From the first line of the data through the line containing "box: [0, 0, 650, 449]", transcribe each line exactly. Pictures do not belong in the copy.
▬▬▬▬▬▬▬▬▬▬
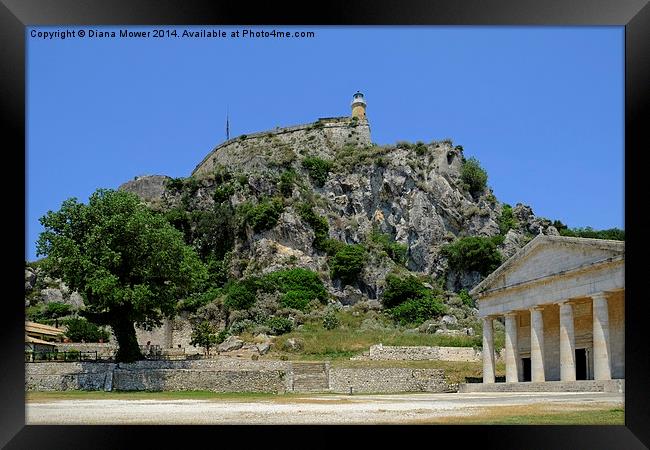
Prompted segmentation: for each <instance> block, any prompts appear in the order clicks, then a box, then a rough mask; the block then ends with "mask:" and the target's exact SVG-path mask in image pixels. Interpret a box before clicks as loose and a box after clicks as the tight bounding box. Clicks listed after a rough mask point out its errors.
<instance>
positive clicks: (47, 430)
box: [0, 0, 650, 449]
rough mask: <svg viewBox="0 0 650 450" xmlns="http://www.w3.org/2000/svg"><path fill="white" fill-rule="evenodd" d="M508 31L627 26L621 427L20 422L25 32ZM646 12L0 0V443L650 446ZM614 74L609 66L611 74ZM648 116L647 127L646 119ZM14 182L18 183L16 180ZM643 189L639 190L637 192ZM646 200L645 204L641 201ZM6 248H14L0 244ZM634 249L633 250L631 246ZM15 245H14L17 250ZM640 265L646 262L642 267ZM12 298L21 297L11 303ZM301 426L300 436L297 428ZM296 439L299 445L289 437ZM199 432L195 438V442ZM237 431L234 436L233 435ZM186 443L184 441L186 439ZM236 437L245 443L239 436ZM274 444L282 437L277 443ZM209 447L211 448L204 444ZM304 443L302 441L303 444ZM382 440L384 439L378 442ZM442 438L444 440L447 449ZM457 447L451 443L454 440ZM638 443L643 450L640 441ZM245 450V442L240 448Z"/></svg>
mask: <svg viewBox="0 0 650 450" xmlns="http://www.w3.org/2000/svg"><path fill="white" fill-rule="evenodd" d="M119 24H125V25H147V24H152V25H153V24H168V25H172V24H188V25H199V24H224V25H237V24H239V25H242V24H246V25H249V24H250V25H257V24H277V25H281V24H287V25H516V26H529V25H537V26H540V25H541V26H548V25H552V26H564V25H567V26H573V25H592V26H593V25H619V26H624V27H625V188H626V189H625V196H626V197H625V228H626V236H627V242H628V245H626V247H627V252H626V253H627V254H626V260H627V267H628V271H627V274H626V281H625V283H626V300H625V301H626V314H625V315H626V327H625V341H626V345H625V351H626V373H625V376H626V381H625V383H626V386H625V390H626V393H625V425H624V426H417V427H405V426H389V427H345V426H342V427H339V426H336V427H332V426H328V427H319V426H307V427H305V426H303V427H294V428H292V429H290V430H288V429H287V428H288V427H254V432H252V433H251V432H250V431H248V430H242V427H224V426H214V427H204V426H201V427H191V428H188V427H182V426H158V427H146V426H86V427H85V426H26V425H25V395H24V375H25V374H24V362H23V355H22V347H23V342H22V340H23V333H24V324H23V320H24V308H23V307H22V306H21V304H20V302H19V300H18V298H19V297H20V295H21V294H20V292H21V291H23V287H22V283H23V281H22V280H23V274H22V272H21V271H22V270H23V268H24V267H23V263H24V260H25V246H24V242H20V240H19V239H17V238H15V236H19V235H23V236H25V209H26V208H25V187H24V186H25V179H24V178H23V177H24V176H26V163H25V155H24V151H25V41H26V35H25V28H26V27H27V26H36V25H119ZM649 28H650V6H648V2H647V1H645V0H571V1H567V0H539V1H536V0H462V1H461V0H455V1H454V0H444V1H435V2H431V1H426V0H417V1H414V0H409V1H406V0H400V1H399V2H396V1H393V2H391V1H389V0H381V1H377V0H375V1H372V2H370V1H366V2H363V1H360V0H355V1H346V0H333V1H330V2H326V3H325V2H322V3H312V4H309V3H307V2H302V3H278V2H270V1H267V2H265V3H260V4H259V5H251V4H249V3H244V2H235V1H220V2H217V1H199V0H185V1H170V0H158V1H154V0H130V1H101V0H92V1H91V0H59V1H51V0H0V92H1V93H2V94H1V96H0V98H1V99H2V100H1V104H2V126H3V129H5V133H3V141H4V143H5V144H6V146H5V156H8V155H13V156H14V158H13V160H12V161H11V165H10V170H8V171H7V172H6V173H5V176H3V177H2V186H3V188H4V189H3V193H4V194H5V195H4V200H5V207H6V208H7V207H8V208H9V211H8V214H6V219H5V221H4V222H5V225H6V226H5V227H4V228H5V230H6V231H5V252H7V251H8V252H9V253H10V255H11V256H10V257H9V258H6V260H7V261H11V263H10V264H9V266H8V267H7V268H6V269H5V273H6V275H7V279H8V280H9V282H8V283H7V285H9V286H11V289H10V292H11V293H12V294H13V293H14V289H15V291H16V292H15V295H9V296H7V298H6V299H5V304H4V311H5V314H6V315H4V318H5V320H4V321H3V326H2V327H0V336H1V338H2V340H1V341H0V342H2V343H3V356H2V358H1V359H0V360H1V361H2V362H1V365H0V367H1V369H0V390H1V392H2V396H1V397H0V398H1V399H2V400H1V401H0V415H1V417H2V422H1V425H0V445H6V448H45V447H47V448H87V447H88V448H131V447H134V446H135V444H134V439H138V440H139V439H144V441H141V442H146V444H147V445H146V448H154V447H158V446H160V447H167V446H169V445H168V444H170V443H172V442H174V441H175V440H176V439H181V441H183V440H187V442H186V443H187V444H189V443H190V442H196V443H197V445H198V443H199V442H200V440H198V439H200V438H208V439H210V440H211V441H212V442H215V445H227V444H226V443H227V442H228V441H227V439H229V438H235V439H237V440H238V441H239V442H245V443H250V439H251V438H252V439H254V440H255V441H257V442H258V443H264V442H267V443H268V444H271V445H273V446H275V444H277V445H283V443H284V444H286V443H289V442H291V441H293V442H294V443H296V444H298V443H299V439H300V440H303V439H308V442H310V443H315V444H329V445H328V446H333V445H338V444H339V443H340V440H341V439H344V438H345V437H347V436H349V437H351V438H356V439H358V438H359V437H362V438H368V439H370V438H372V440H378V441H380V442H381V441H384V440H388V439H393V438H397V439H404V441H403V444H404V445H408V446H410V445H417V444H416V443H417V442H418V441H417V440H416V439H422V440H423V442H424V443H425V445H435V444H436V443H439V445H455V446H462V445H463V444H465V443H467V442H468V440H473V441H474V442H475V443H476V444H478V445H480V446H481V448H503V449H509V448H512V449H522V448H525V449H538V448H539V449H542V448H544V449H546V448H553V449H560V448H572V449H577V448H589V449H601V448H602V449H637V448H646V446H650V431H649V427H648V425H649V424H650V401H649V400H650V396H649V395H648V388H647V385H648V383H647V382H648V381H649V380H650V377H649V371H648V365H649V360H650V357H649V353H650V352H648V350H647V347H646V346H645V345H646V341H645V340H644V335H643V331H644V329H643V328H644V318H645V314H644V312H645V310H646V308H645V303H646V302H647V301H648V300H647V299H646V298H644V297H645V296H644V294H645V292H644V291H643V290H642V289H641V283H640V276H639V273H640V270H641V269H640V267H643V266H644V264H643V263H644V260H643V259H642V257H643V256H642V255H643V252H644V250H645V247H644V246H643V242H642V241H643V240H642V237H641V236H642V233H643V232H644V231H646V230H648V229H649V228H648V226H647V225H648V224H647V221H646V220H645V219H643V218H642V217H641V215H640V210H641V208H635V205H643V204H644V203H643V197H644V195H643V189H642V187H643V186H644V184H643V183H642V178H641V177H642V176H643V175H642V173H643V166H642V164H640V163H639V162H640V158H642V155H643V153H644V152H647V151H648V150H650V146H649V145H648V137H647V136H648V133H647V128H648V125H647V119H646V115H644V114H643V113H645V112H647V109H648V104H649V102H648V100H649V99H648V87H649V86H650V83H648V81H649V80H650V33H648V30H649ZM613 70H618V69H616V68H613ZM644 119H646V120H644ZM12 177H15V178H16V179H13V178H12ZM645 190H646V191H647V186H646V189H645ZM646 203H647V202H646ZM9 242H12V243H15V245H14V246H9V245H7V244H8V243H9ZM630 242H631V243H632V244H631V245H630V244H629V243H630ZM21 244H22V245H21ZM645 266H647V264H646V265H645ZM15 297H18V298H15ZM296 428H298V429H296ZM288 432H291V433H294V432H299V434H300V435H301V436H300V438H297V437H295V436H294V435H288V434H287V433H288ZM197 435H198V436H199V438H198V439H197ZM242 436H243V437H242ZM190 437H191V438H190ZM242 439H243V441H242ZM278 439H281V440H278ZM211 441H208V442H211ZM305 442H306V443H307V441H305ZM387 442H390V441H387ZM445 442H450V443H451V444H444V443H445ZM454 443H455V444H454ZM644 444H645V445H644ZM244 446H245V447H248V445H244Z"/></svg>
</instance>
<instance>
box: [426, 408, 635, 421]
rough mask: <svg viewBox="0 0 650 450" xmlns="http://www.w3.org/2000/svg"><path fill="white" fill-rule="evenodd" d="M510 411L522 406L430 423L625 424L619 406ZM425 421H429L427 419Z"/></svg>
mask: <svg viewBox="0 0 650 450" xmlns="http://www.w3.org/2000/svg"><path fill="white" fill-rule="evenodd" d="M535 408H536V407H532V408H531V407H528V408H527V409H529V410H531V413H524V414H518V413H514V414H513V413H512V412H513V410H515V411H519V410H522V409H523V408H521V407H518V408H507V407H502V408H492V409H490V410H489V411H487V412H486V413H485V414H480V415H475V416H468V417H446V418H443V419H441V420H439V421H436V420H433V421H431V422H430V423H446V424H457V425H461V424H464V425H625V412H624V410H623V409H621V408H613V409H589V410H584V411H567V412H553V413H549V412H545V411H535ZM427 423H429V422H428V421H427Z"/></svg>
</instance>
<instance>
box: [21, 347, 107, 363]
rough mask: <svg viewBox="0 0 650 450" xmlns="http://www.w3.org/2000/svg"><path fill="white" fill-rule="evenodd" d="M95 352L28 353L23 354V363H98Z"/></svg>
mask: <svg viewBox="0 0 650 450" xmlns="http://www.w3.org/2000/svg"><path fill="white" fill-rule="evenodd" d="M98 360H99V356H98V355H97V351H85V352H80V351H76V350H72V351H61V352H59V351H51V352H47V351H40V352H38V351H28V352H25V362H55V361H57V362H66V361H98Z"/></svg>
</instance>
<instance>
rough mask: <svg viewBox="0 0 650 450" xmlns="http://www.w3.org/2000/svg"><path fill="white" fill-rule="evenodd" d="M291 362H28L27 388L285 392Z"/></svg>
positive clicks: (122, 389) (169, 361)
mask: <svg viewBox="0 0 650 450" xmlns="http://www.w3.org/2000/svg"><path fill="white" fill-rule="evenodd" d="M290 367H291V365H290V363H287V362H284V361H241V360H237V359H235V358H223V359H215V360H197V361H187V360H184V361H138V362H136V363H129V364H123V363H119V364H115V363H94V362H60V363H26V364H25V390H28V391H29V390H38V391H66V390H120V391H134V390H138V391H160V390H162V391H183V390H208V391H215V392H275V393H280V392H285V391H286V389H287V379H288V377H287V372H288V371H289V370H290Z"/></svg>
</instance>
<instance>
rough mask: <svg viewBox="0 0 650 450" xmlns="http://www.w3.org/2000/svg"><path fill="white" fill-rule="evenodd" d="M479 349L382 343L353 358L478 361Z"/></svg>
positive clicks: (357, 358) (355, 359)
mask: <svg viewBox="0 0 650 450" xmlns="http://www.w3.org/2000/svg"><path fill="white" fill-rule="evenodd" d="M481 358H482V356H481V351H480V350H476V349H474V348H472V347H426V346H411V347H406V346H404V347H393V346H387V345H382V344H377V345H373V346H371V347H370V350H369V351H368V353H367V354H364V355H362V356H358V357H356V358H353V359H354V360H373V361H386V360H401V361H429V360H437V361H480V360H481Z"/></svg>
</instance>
▬▬▬▬▬▬▬▬▬▬
**EXERCISE SOLUTION:**
Prompted segmentation: for each <instance> block, any prompts appear in the order clicks, then a box, then a rough mask; the block then ends with "mask:" and the target's exact SVG-path mask in image pixels. Interpret a box before clicks as loose and a box after clicks as the tight bounding box. Clicks listed after a rough mask point out its errors.
<instance>
positive clicks: (47, 430)
box: [0, 0, 650, 449]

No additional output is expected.